** Opening Given information block **

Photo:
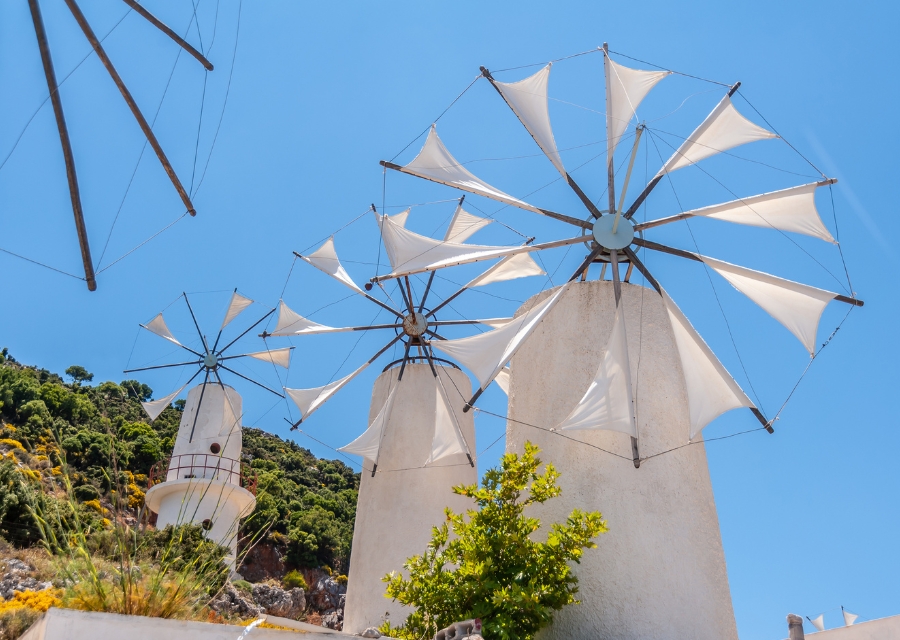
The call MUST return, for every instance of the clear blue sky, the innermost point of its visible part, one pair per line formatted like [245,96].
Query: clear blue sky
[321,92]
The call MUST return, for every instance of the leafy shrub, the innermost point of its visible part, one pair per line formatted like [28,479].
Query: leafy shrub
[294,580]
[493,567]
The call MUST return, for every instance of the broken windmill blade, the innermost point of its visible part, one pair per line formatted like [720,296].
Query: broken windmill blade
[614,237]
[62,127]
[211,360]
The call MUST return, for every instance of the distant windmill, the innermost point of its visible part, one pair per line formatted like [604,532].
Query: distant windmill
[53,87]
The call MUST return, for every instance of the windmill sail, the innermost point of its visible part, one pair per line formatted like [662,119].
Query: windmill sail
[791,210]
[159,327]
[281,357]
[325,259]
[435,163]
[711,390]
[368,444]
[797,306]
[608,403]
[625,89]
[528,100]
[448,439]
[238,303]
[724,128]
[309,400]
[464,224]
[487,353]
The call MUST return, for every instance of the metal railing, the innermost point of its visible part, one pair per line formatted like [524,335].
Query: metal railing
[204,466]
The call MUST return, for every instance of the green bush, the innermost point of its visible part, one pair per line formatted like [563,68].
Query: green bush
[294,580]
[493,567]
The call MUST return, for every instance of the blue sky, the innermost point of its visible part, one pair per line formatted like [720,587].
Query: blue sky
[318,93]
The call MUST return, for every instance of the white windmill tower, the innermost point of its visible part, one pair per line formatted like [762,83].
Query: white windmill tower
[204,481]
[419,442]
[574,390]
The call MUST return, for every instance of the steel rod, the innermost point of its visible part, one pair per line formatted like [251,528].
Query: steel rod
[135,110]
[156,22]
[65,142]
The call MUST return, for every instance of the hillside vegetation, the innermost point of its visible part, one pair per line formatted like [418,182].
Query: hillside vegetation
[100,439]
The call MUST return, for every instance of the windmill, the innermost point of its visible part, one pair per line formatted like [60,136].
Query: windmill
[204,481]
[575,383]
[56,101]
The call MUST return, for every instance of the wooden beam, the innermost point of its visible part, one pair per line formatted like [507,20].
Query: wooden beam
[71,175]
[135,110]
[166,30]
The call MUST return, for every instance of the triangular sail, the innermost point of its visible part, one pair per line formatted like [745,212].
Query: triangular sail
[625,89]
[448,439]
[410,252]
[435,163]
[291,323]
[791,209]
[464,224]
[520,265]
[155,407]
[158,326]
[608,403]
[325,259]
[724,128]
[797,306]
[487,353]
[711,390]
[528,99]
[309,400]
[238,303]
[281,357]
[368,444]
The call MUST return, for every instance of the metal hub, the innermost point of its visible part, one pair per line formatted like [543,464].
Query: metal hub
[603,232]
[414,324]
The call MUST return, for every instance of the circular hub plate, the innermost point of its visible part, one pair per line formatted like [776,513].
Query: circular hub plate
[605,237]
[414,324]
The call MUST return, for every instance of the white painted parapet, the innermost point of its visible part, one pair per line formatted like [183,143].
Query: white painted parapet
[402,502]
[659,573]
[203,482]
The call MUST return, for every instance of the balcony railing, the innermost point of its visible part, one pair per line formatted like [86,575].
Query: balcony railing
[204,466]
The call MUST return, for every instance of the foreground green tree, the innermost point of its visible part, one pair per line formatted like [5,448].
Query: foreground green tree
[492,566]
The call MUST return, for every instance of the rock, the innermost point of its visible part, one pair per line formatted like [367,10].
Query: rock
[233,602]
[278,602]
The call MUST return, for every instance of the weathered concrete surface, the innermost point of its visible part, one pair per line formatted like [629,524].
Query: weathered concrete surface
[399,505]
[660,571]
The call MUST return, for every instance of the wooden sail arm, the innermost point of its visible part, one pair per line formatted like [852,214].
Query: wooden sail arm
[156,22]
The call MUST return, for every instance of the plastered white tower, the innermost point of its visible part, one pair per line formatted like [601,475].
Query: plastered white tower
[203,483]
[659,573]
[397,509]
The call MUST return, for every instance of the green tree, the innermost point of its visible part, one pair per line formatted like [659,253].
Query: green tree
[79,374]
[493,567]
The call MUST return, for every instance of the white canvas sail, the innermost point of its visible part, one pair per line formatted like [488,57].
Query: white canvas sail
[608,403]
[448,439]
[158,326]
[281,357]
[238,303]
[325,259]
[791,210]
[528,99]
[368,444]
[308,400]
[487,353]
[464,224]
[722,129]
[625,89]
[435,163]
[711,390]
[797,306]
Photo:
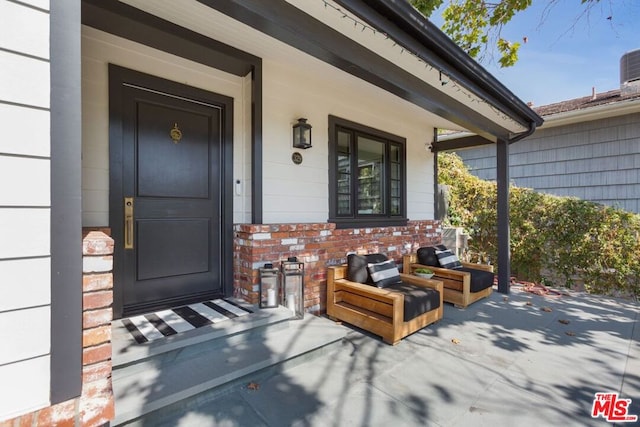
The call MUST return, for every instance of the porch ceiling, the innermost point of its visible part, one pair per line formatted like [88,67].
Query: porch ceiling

** Closing Given information block **

## Directions for this task
Go through the records above and, whenever a line includes the word "ceiling", copy it.

## Answer area
The call MUST return, for every instance of the porch ceiling, the innermost point of its visible part, one pair per line formatted like [88,67].
Query: porch ceiling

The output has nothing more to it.